#### YOUR TASK:
When you return the data, keep every line exactly as it is and leave out the pictures.
*** DATA ***
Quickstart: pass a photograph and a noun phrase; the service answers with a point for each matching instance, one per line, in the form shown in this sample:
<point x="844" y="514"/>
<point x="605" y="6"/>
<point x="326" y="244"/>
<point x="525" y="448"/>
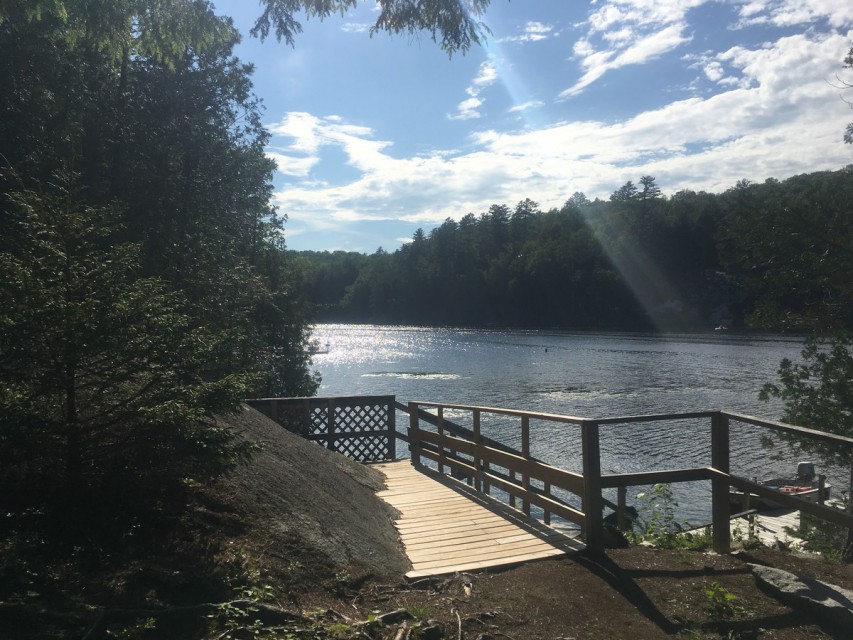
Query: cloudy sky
<point x="377" y="136"/>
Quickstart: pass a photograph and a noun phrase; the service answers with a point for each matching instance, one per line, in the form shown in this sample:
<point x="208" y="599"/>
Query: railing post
<point x="621" y="495"/>
<point x="305" y="429"/>
<point x="330" y="424"/>
<point x="720" y="486"/>
<point x="593" y="529"/>
<point x="414" y="439"/>
<point x="478" y="444"/>
<point x="484" y="464"/>
<point x="392" y="428"/>
<point x="525" y="453"/>
<point x="546" y="515"/>
<point x="440" y="427"/>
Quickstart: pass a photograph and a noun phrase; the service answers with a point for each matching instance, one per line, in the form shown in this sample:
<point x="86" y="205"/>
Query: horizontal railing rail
<point x="365" y="428"/>
<point x="465" y="452"/>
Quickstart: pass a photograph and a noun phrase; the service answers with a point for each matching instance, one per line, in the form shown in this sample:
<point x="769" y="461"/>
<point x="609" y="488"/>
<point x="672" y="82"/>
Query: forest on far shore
<point x="772" y="256"/>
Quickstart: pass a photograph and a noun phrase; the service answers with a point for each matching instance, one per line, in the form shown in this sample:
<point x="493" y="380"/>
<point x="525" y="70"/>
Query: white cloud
<point x="787" y="13"/>
<point x="532" y="104"/>
<point x="640" y="50"/>
<point x="356" y="27"/>
<point x="532" y="32"/>
<point x="627" y="32"/>
<point x="469" y="109"/>
<point x="782" y="117"/>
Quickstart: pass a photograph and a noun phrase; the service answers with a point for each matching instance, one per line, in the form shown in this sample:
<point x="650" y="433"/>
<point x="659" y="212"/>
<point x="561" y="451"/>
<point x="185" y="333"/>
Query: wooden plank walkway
<point x="448" y="527"/>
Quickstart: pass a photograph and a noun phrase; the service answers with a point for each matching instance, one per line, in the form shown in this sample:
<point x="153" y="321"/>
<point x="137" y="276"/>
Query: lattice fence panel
<point x="356" y="423"/>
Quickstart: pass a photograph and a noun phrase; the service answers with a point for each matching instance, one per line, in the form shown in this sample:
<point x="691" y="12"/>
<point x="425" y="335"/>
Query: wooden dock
<point x="447" y="527"/>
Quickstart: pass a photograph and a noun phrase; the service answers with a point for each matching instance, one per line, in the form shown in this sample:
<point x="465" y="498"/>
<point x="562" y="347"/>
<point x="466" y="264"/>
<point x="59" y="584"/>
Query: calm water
<point x="579" y="374"/>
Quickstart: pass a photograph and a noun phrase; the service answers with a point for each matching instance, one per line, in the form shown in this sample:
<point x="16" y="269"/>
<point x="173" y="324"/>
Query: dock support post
<point x="621" y="499"/>
<point x="525" y="453"/>
<point x="593" y="529"/>
<point x="414" y="438"/>
<point x="392" y="429"/>
<point x="720" y="486"/>
<point x="330" y="425"/>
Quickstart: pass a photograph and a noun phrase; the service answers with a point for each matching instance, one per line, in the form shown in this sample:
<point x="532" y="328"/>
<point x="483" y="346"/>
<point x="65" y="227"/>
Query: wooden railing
<point x="467" y="453"/>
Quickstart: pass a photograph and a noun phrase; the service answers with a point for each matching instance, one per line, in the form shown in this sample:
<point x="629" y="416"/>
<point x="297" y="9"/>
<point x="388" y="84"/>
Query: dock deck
<point x="447" y="527"/>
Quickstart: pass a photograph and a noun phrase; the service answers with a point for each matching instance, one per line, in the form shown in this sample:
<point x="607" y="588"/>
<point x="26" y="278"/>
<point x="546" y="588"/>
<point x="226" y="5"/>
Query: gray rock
<point x="832" y="604"/>
<point x="395" y="617"/>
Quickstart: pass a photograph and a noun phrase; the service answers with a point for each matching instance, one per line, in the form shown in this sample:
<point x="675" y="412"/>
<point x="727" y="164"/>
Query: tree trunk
<point x="847" y="556"/>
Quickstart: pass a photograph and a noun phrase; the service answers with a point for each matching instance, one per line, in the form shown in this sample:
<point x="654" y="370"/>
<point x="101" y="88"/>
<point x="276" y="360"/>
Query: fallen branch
<point x="267" y="614"/>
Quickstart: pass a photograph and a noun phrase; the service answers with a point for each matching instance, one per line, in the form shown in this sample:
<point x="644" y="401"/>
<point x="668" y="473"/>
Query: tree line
<point x="145" y="286"/>
<point x="770" y="256"/>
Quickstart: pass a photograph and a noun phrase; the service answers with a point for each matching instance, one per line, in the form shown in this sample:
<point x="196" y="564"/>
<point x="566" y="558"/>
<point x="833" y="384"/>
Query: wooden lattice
<point x="362" y="428"/>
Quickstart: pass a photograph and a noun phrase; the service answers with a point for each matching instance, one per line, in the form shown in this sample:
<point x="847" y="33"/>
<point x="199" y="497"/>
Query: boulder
<point x="833" y="605"/>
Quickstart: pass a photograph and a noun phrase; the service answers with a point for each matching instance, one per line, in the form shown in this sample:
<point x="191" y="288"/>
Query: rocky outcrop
<point x="833" y="605"/>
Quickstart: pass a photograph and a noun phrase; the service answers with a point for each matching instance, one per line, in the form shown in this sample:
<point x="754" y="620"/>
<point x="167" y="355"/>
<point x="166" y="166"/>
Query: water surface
<point x="579" y="374"/>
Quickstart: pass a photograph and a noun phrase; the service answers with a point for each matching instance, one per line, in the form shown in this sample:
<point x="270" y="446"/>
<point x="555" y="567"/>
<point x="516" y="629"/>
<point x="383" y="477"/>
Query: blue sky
<point x="377" y="136"/>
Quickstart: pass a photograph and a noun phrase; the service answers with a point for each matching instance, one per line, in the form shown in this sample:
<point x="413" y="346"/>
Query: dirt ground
<point x="298" y="546"/>
<point x="634" y="593"/>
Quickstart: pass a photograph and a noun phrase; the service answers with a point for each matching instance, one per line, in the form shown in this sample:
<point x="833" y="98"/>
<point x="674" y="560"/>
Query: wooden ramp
<point x="447" y="527"/>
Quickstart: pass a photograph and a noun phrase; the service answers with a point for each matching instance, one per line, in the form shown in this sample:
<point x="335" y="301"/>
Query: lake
<point x="590" y="375"/>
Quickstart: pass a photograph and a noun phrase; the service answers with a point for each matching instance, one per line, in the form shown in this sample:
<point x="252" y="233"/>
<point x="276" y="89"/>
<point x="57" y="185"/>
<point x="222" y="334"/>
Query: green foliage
<point x="452" y="23"/>
<point x="104" y="381"/>
<point x="818" y="393"/>
<point x="721" y="604"/>
<point x="689" y="262"/>
<point x="658" y="525"/>
<point x="789" y="245"/>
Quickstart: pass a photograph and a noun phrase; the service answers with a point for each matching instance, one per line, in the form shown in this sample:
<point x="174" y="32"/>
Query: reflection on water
<point x="578" y="374"/>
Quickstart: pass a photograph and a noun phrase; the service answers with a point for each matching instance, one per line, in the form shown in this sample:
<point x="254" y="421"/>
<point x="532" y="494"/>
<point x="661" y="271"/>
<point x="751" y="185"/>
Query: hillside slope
<point x="296" y="496"/>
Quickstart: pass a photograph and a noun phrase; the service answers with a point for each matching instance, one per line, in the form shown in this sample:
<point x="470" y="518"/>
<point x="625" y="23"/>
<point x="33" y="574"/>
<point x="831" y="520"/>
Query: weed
<point x="658" y="524"/>
<point x="721" y="604"/>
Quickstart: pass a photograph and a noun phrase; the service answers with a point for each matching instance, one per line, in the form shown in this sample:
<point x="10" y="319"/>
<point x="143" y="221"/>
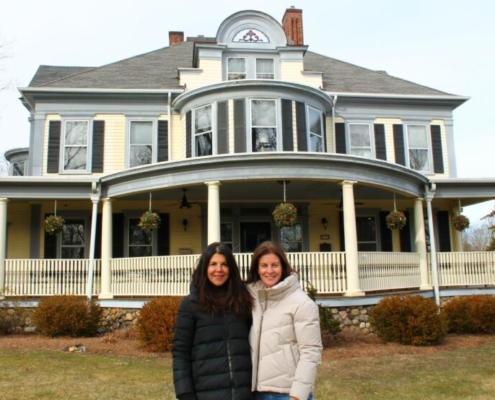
*** End of DATA ***
#### TASK RESULT:
Quickstart: pass a photograph and a noun phrase; the service answers with a point for each matching instance, one per line, in the form shown in this sample:
<point x="844" y="514"/>
<point x="605" y="6"/>
<point x="326" y="244"/>
<point x="525" y="448"/>
Query: cloudy sky
<point x="377" y="136"/>
Quickstart: pass a photograph and a noun phrase; the service answers with a point for each matching instance, one per line, in the form shown in this sample:
<point x="208" y="599"/>
Query: railing post
<point x="621" y="495"/>
<point x="305" y="429"/>
<point x="330" y="424"/>
<point x="720" y="486"/>
<point x="593" y="529"/>
<point x="414" y="439"/>
<point x="478" y="444"/>
<point x="484" y="464"/>
<point x="392" y="428"/>
<point x="525" y="453"/>
<point x="546" y="515"/>
<point x="440" y="427"/>
Quickstart: pass a photograph and a noun phrase; the service answers with a point for each matching instance, one per line, in the form shown in this sample:
<point x="86" y="205"/>
Query: horizontal railing rail
<point x="365" y="428"/>
<point x="465" y="452"/>
Quickstart: pass a photograph and a noun phrase; the service answers with a point for each matching instance, one per line, in the form shown in this sample:
<point x="769" y="461"/>
<point x="609" y="488"/>
<point x="672" y="82"/>
Query: forest on far shore
<point x="772" y="256"/>
Quickstart: pass a photograph and a noun phrase; the service answers with a point for each matching instance, one per line, in the form shown in this sample:
<point x="493" y="380"/>
<point x="525" y="70"/>
Query: white cloud
<point x="787" y="13"/>
<point x="532" y="104"/>
<point x="640" y="50"/>
<point x="356" y="27"/>
<point x="532" y="32"/>
<point x="627" y="32"/>
<point x="469" y="109"/>
<point x="782" y="117"/>
Quickstart: pass a photograph and a noun phrase; the service answers with a point for each matching instance, one per line, in the form shown in this sample:
<point x="650" y="433"/>
<point x="659" y="212"/>
<point x="561" y="451"/>
<point x="185" y="333"/>
Query: wooden plank walkway
<point x="448" y="527"/>
Quickstart: pass a photograph and a noun phrase; the service answers with a point for each matching instance, one per line, in the form shown in this sample:
<point x="153" y="321"/>
<point x="137" y="276"/>
Query: lattice fence panel
<point x="356" y="423"/>
Quickstart: pass a photograph and a noun phrase; the service answers with a point for each matching instance, one per line, in the form shown in this sample:
<point x="691" y="12"/>
<point x="425" y="335"/>
Query: wooden dock
<point x="447" y="527"/>
Quickstart: pass a photograph and a noun phrase; the service answers with a point for each matching instance, one per line, in the form shown in this sample:
<point x="465" y="498"/>
<point x="562" y="347"/>
<point x="466" y="264"/>
<point x="59" y="584"/>
Query: calm water
<point x="579" y="374"/>
Quickstart: pass a photograph and a noun phrase; the service answers with a point for each matching instance, one per line, in the form shown in this sample:
<point x="16" y="269"/>
<point x="173" y="324"/>
Query: dock support post
<point x="621" y="499"/>
<point x="525" y="453"/>
<point x="593" y="529"/>
<point x="414" y="438"/>
<point x="392" y="429"/>
<point x="720" y="486"/>
<point x="330" y="425"/>
Quickstart: pass a photograph and a noun phrase; the service answers with a point for each matching instance, one per line, in the form shown in this sample:
<point x="532" y="328"/>
<point x="483" y="346"/>
<point x="65" y="227"/>
Query: wooden railing
<point x="467" y="453"/>
Quickstart: pass a photograph and a noun phrase; the service answers with a point for each matching instance, one per line, in the form shown in this sample:
<point x="629" y="416"/>
<point x="297" y="9"/>
<point x="388" y="84"/>
Query: dock deck
<point x="447" y="527"/>
Quickstart: pass a photograph and a noun phrase; the service answers with a point for each matching instance, one per line, in the form shown in this sample:
<point x="607" y="588"/>
<point x="26" y="278"/>
<point x="546" y="588"/>
<point x="226" y="5"/>
Query: gray rock
<point x="832" y="604"/>
<point x="395" y="617"/>
Quickstart: pass a photograph and a noun phrase; the service answers with a point for each matching instance, one per line, in the form shown in this sample:
<point x="675" y="412"/>
<point x="727" y="164"/>
Query: tree trunk
<point x="847" y="556"/>
Quickstart: pass a photograph and a noun phrase; the service answers with a point for each matching instance, one per line, in the form shown in this sample:
<point x="654" y="370"/>
<point x="101" y="88"/>
<point x="276" y="360"/>
Query: fallen branch
<point x="267" y="614"/>
Quickstart: pass a photograph and a noun phrase; the service answers with a point for each matching instance, one per line, in the form shown in this sample:
<point x="644" y="401"/>
<point x="668" y="473"/>
Query: tree line
<point x="145" y="286"/>
<point x="770" y="256"/>
Quickstart: pass a photograph and a noun phrase; the service answers with a point for each matching instance, one per line, in the form shown in this sample:
<point x="196" y="564"/>
<point x="566" y="558"/>
<point x="833" y="384"/>
Query: wooden lattice
<point x="362" y="428"/>
Quickstart: pass a photograph and a noun phrase; the service answers with a point for each matching instance, one per line, in the form shown in this sample:
<point x="847" y="33"/>
<point x="199" y="497"/>
Query: boulder
<point x="833" y="605"/>
Quickstart: pass a photograph and a noun phrase; the service answers with a point for each matching instance, one per line, in the form shown in this sample:
<point x="191" y="288"/>
Query: rocky outcrop
<point x="833" y="605"/>
Quickstart: pass a photograph and a noun phrase; the service answers with a point for each matching instance, one per line, in the form shown in this sample:
<point x="754" y="620"/>
<point x="167" y="355"/>
<point x="166" y="166"/>
Query: water surface
<point x="579" y="374"/>
Quickstart: pass a photograph and a noun phrase; the service answers with a point for each matching instance, one per line, in the form shown in this sample:
<point x="270" y="446"/>
<point x="555" y="567"/>
<point x="516" y="629"/>
<point x="383" y="477"/>
Query: blue sky
<point x="377" y="136"/>
Quickstart: pass a photograph and a noun phrase; the service answers with a point for each matching instance, one per line, in the form shown in this sample:
<point x="413" y="346"/>
Query: dirt ground
<point x="298" y="546"/>
<point x="634" y="593"/>
Quickstart: pass a photograph and a noun phrase; the service answers with a point for each matching instance, one per line, in the form shown in this sample:
<point x="833" y="98"/>
<point x="674" y="560"/>
Query: wooden ramp
<point x="447" y="527"/>
Quickstart: pass a photograph and a noun phrase; the service answers with a point for each matching instance, one per line, in the form shown in this sample:
<point x="335" y="301"/>
Query: lake
<point x="590" y="375"/>
Quickstart: pass a photograph and a noun phrase; the service answers with a point for each matching instance, one per line, in the form shown in this sample:
<point x="252" y="233"/>
<point x="276" y="89"/>
<point x="57" y="185"/>
<point x="222" y="334"/>
Query: green foliage
<point x="452" y="23"/>
<point x="104" y="381"/>
<point x="818" y="393"/>
<point x="721" y="604"/>
<point x="689" y="262"/>
<point x="658" y="525"/>
<point x="789" y="245"/>
Quickstart: pass a photograph and a noun phrase; the service answers with a point for each matching instance, one per line, in the form shown in this sample:
<point x="174" y="32"/>
Query: reflection on water
<point x="578" y="374"/>
Quickstart: pass a photograph and a noun phrase; the service answers with a point for each matching instance, one per line, in the form shown in this sample:
<point x="254" y="421"/>
<point x="532" y="494"/>
<point x="661" y="271"/>
<point x="751" y="185"/>
Query: hillside slope
<point x="296" y="496"/>
Quickstart: pass a photograph and a noun phrase; the service answers with a point for each matching instance, one per line, in the form shown in this sample:
<point x="470" y="518"/>
<point x="625" y="23"/>
<point x="33" y="574"/>
<point x="831" y="520"/>
Query: weed
<point x="658" y="524"/>
<point x="721" y="604"/>
Quickstart: pass a photograph and a noun phrase; the service answers with a point for each matching instance, one per line, in the form shown in this sample:
<point x="10" y="319"/>
<point x="143" y="221"/>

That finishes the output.